### [Instruction]
Reproduce the stretch of the material below from the line containing "Annotation task — mark the crinkled" through the end of the material, requests included. Adjust each coordinate in the answers by -54, and leave every other number unchanged.

------------------------------------

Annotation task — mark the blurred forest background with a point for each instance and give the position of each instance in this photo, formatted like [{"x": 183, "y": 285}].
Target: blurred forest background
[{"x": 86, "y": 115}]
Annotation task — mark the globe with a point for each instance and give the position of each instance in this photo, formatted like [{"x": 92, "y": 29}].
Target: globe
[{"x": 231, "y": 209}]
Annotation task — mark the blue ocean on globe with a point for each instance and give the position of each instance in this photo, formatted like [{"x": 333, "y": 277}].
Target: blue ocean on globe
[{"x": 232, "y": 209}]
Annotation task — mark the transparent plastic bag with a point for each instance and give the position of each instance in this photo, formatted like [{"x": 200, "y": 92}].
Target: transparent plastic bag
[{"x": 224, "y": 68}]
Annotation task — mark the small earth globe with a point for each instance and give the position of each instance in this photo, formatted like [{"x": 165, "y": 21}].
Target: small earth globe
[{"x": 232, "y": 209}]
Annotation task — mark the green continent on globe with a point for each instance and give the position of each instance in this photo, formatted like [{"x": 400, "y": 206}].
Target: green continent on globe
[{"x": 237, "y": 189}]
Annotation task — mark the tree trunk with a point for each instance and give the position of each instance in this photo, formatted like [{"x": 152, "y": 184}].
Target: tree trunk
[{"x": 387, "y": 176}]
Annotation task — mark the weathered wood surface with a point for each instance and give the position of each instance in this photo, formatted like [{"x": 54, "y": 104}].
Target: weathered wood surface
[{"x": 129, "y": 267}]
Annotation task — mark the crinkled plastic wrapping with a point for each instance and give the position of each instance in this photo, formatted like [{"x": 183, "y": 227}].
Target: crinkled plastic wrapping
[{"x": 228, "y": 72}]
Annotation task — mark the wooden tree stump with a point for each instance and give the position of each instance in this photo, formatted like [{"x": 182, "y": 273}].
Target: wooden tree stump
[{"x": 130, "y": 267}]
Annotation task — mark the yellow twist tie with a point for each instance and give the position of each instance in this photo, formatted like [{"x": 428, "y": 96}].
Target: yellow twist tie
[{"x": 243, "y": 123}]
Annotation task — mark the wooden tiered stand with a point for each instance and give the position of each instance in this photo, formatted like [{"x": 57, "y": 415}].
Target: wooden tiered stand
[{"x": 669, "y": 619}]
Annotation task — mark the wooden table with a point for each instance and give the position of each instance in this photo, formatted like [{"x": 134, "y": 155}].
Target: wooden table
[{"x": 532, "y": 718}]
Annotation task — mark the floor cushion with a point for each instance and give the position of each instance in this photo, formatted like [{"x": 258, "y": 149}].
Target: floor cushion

------------------------------------

### [Full output]
Annotation task — mark the crinkled plastic wrapping with a point for each instance and give the position of each instance in this photo, formatted like [{"x": 183, "y": 227}].
Target: crinkled plastic wrapping
[{"x": 174, "y": 18}]
Annotation task — mark the wooden tree stump with a point for each instance and give the position of each instance in this photo, formatted like [{"x": 182, "y": 273}].
Target: wooden tree stump
[{"x": 76, "y": 213}]
Annotation task — mark the yellow twist tie with a point for each instance and give the position of each instance in this photo, formatted like [{"x": 428, "y": 96}].
Target: yellow twist tie
[{"x": 189, "y": 69}]
Annotation task — mark the wooden tiered stand with a point for each instance and give the position of each instance in this photo, formatted like [{"x": 57, "y": 415}].
Target: wooden tiered stand
[{"x": 615, "y": 565}]
Annotation task — mark the wooden table with a point for each instance and give the position of each instance in this photo, formatted like [{"x": 134, "y": 155}].
Target: wooden table
[{"x": 478, "y": 664}]
Annotation task — mark the floor cushion with a point for each instance and give the position of each instance in this photo, formatted like [{"x": 258, "y": 149}].
Target: floor cushion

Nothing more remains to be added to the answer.